What to work on —
Where the line containing "Task: Indicate the tree trunk" appears below, start there and repeat each line exactly to the end. Leave the pictures out.

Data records
-- -- --
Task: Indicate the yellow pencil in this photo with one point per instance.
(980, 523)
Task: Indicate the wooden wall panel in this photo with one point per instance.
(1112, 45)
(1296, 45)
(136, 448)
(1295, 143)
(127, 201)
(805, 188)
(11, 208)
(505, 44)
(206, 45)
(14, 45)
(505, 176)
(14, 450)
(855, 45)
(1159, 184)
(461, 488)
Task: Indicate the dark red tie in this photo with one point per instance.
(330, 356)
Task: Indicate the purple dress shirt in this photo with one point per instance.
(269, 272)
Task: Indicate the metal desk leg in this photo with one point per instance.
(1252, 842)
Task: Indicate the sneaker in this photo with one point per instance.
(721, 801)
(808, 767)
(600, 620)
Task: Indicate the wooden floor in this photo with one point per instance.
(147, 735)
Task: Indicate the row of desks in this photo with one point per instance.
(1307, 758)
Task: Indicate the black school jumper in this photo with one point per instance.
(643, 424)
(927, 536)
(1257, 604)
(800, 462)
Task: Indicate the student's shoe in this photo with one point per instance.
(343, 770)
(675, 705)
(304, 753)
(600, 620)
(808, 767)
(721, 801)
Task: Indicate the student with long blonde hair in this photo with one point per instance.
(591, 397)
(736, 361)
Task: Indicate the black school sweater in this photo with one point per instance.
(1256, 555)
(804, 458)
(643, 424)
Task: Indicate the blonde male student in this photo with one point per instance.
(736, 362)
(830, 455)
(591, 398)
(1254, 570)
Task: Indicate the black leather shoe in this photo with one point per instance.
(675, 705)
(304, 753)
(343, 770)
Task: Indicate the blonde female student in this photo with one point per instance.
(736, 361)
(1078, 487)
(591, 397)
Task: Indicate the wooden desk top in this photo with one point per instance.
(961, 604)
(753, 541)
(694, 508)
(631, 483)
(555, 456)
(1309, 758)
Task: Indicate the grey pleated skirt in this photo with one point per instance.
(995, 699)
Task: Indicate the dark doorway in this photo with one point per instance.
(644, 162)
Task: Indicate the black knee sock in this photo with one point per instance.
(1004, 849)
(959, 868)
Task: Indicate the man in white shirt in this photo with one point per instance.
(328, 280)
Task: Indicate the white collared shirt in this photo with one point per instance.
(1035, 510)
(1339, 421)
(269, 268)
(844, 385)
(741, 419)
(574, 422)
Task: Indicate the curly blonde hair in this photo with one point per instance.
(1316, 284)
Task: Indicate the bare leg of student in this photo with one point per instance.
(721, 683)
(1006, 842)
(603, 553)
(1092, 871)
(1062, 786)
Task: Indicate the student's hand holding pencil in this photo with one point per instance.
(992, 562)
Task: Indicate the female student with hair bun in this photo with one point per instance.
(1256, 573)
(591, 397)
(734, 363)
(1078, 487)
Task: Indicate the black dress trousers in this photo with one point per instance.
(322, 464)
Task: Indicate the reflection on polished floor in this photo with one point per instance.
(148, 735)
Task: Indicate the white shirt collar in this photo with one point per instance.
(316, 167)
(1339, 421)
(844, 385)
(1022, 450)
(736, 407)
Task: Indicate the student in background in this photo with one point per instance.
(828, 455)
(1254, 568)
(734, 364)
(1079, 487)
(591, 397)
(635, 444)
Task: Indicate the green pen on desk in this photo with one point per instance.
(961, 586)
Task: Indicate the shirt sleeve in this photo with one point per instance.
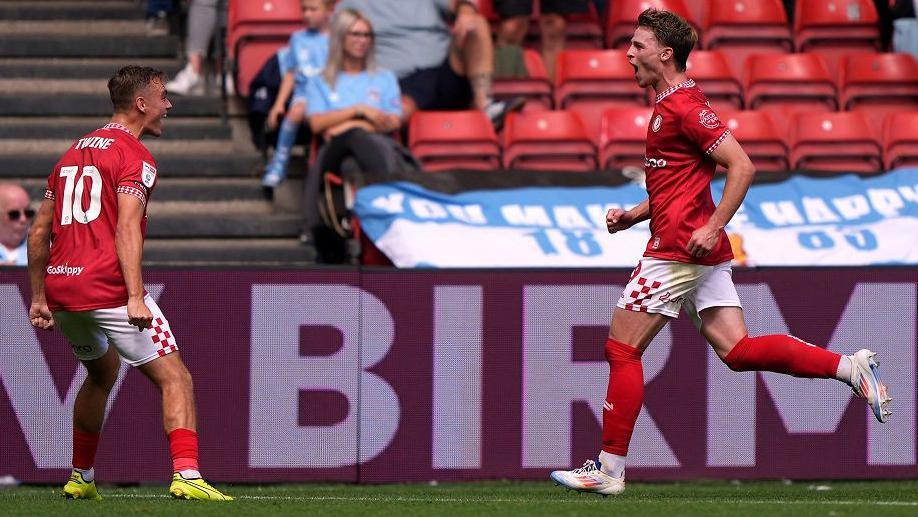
(137, 177)
(315, 100)
(702, 126)
(391, 101)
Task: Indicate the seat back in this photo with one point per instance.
(840, 141)
(709, 68)
(596, 75)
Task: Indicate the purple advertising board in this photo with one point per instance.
(390, 376)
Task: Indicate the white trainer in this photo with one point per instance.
(865, 382)
(186, 82)
(589, 478)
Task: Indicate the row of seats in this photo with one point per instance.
(590, 80)
(561, 140)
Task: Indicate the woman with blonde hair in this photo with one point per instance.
(353, 105)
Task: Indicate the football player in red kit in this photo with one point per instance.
(85, 252)
(687, 261)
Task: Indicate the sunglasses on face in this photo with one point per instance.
(15, 215)
(360, 34)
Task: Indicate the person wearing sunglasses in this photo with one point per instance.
(15, 217)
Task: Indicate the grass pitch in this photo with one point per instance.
(490, 498)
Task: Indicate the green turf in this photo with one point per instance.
(491, 498)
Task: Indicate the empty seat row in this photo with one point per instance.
(560, 140)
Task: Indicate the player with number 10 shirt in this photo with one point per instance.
(83, 270)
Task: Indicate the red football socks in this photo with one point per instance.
(84, 449)
(624, 396)
(783, 354)
(183, 445)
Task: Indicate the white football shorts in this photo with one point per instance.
(91, 332)
(664, 286)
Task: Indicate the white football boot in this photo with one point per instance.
(589, 478)
(865, 382)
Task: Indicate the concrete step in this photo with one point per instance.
(77, 68)
(243, 252)
(183, 189)
(65, 128)
(126, 46)
(19, 166)
(221, 220)
(64, 10)
(72, 27)
(86, 104)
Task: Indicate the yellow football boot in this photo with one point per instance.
(195, 489)
(78, 488)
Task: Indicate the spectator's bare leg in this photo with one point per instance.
(475, 59)
(553, 28)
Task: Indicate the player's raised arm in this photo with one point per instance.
(129, 245)
(740, 172)
(39, 251)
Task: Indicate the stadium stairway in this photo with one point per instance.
(208, 208)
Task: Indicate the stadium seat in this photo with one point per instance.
(621, 18)
(256, 29)
(547, 140)
(623, 137)
(711, 72)
(878, 84)
(760, 138)
(601, 78)
(900, 140)
(740, 28)
(785, 83)
(838, 142)
(536, 88)
(832, 28)
(444, 140)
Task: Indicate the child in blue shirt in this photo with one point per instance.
(308, 51)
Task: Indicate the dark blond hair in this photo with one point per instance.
(671, 30)
(128, 82)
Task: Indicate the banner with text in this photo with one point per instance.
(846, 220)
(390, 376)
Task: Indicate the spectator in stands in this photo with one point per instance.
(514, 24)
(15, 216)
(306, 58)
(352, 104)
(202, 22)
(439, 68)
(158, 17)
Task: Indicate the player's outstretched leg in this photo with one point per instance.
(865, 382)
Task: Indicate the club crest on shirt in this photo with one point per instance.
(708, 119)
(148, 175)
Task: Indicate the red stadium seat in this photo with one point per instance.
(760, 138)
(622, 15)
(547, 140)
(597, 77)
(832, 28)
(878, 84)
(839, 142)
(900, 140)
(444, 140)
(256, 29)
(712, 73)
(623, 137)
(740, 28)
(785, 83)
(536, 88)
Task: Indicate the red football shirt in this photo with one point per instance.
(682, 134)
(83, 270)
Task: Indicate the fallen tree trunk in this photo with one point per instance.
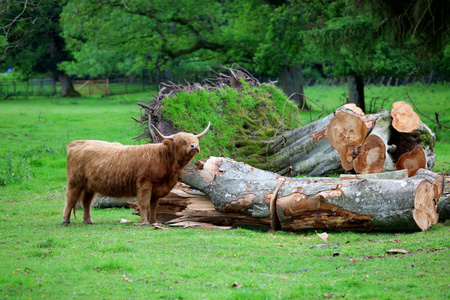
(245, 193)
(240, 194)
(349, 140)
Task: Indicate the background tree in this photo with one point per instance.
(31, 42)
(352, 41)
(282, 53)
(113, 37)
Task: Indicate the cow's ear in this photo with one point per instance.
(167, 142)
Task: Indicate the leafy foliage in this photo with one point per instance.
(113, 37)
(242, 120)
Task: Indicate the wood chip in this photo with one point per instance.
(397, 251)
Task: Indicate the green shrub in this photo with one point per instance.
(242, 121)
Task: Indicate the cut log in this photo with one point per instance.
(305, 150)
(404, 118)
(412, 161)
(374, 155)
(400, 174)
(346, 132)
(363, 143)
(244, 193)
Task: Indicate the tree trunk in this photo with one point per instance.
(67, 89)
(246, 193)
(291, 79)
(356, 91)
(350, 140)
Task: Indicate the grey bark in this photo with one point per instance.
(304, 203)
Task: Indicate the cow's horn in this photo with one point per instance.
(163, 137)
(200, 135)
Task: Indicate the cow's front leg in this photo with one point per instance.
(144, 195)
(152, 214)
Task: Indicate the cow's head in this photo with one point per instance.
(187, 144)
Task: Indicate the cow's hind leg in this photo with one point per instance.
(152, 212)
(87, 198)
(72, 198)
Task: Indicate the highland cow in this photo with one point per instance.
(147, 172)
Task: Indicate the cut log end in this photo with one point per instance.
(346, 132)
(412, 161)
(372, 156)
(404, 118)
(425, 210)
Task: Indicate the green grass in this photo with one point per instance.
(41, 258)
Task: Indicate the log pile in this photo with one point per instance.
(223, 192)
(348, 140)
(390, 188)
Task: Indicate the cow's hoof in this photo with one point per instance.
(142, 224)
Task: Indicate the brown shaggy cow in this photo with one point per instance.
(147, 172)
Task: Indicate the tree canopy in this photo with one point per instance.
(349, 38)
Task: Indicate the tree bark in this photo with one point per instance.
(350, 140)
(291, 79)
(245, 192)
(356, 91)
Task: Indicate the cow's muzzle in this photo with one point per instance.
(195, 149)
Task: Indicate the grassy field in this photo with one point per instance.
(41, 258)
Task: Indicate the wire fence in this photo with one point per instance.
(33, 88)
(12, 89)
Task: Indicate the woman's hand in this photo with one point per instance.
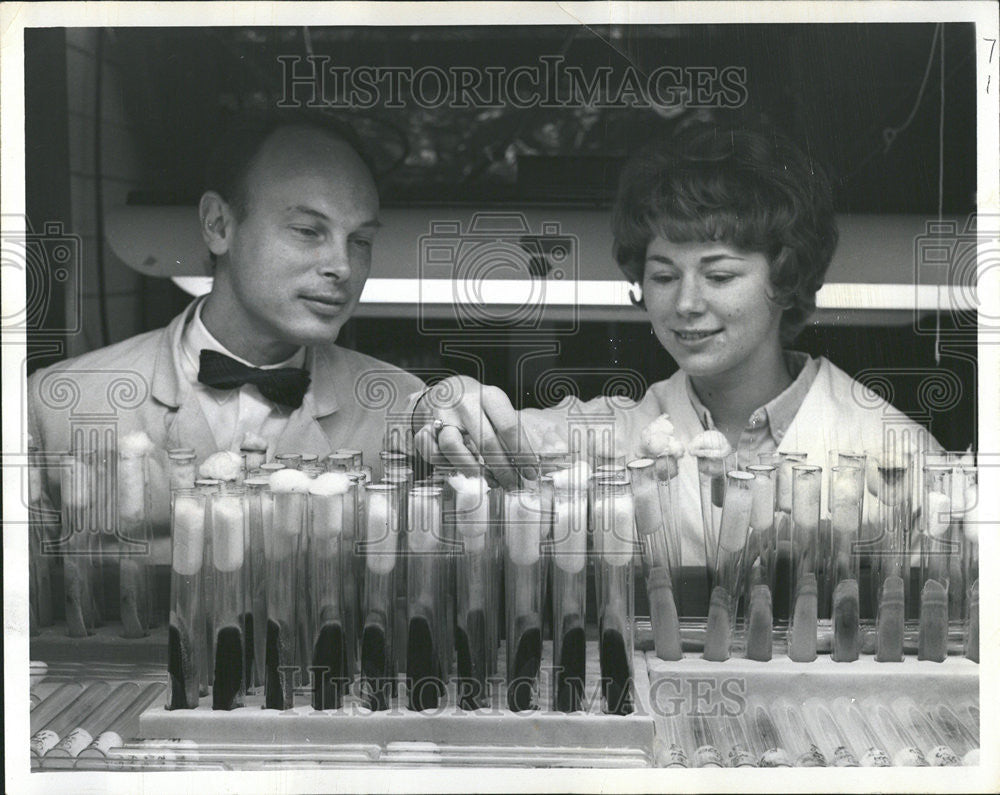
-- -- --
Problem solution —
Task: Indicate the tree trunk in this photo with one point per instance.
(67, 89)
(246, 193)
(291, 79)
(356, 91)
(350, 140)
Task: Indicate the grey bark in this photo with one point per instance.
(304, 203)
Task: Indicate the cow's horn in this photo with one point per instance.
(163, 137)
(200, 135)
Task: Indicate the cow's front leg in this photo with one point per instance.
(144, 195)
(152, 214)
Task: Indicate the cow's head in this photo with one point per instance.
(187, 144)
Task: Indicate the cow's hind leg in this photo with one point per instance.
(152, 212)
(87, 198)
(72, 198)
Task: Indicate the highland cow in this photo with one point per instance.
(147, 172)
Task: Indicate the cut log end in this photo with one point per instance.
(346, 132)
(412, 161)
(372, 156)
(404, 118)
(425, 210)
Task: Indicate the green grass in this photo with one point per instance.
(41, 258)
Task: Indicate the log pile in this photo with one point per instance.
(223, 192)
(348, 140)
(390, 188)
Task: Indicate the cow's hoof in this photo with one point per instance.
(142, 224)
Task: Indicate the brown shaggy cow in this photo with one point per instance.
(147, 172)
Task: Indicate the tree canopy in this photo with one point per instance.
(349, 38)
Task: Indicate the tree bark in this photo with one point per instance.
(350, 140)
(291, 79)
(245, 192)
(356, 91)
Task: Indicate the cow's muzzle in this photo with one point per instance.
(195, 149)
Task: Indicate the grassy field in this photo with one point per instance.
(41, 258)
Task: Indicate the wire fence in this photo with one point per instance.
(33, 88)
(12, 89)
Task: Indicate the woman's hand in this photo with one point per instance.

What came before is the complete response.